EXERCISE REQUIREMENTS
[1] Can you copy the magic squares passage from "Of course, we" up to and including "patterns already counted."?
[2] Can you pick up the magic squares passage where it stops and carry it on?

TEXT SHOWN
Of course, we could say the same about the use of wrap-around when computing the number of combinations for rows, columns and the diagonals. However, by convention, these extra combinations are not counted.

[1] R. Rosser and R.J Walker, The Algebraic Theory of Diabolic Magic Squares, Duke Mathematical Journal, Vol. 5, No, 4, Dec. 1939 pp 705-728 (p.717)

Addendum-1

On June 28/99, I received an e-mail from Aale de Winkel advising me that he thought  non-symmetric pattern 1, above, was actually equivalent to the wrap-around 2 by 2 rhombic, and patterns 2 and 8 were equivalent to the wrap-around 2 by 2 square.

Subsequent investigation on my part confirmed these equivalents, and also that four of  the other five patterns are also equivalent to symmetric patterns already counted.

RECORD SET
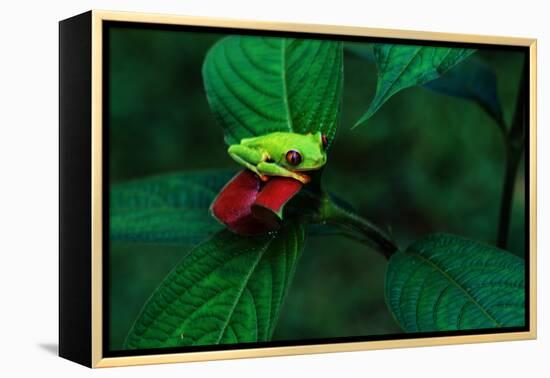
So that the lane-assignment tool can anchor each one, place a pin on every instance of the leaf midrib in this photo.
(456, 284)
(242, 289)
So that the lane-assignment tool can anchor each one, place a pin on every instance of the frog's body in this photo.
(281, 154)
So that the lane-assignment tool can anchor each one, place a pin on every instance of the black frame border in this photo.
(106, 25)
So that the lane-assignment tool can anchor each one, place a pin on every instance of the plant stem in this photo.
(514, 141)
(351, 224)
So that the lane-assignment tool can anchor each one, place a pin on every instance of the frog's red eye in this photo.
(325, 141)
(293, 157)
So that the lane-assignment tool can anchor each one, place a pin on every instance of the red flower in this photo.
(249, 206)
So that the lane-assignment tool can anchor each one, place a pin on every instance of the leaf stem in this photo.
(357, 227)
(514, 143)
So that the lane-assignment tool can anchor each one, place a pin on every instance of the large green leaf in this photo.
(445, 282)
(473, 80)
(165, 209)
(258, 85)
(227, 290)
(404, 66)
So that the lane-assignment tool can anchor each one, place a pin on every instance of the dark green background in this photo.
(424, 163)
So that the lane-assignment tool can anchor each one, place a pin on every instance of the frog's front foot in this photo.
(304, 179)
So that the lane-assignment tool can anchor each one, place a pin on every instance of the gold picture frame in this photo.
(93, 260)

TASK RESULTS
[1]
Of course, we could say the same about the use of wrap-around when computing the number of combinations for rows, columns and the diagonals. However, by convention, these extra combinations are not counted.

[1] R. Rosser and R.J Walker, The Algebraic Theory of Diabolic Magic Squares, Duke Mathematical Journal, Vol. 5, No, 4, Dec. 1939 pp 705-728 (p.717)

Addendum-1

On June 28/99, I received an e-mail from Aale de Winkel advising me that he thought  non-symmetric pattern 1, above, was actually equivalent to the wrap-around 2 by 2 rhombic, and patterns 2 and 8 were equivalent to the wrap-around 2 by 2 square.

Subsequent investigation on my part confirmed these equivalents, and also that four of  the other five patterns are also equivalent to symmetric patterns already counted.

[2]
1. is equivalent to wrap-around 2 by 2 rhombic ( now called plusmagic --- see Quadrant Magic Squares)
2. is equivalent to wrap-around 2 by 2 square ( now called crosmagic)
3. is equivalent to wrap-around 3 by 3 rhombic corners.
4. is equivalent to wrap-around 5 by 5 square corners.
5. is just a reflected 4. (another goof!).
6. is unique, so add 100 combinations to the total.
7.
is equivalent to wrap-around 5 by 5 square corners.
8. is equivalent to wrap-around 2 by 2 square

The three diagrams below demonstrate the equivalence of  the 2 x 2 rhombic (plusmagic) and non-symmetric pattern 1.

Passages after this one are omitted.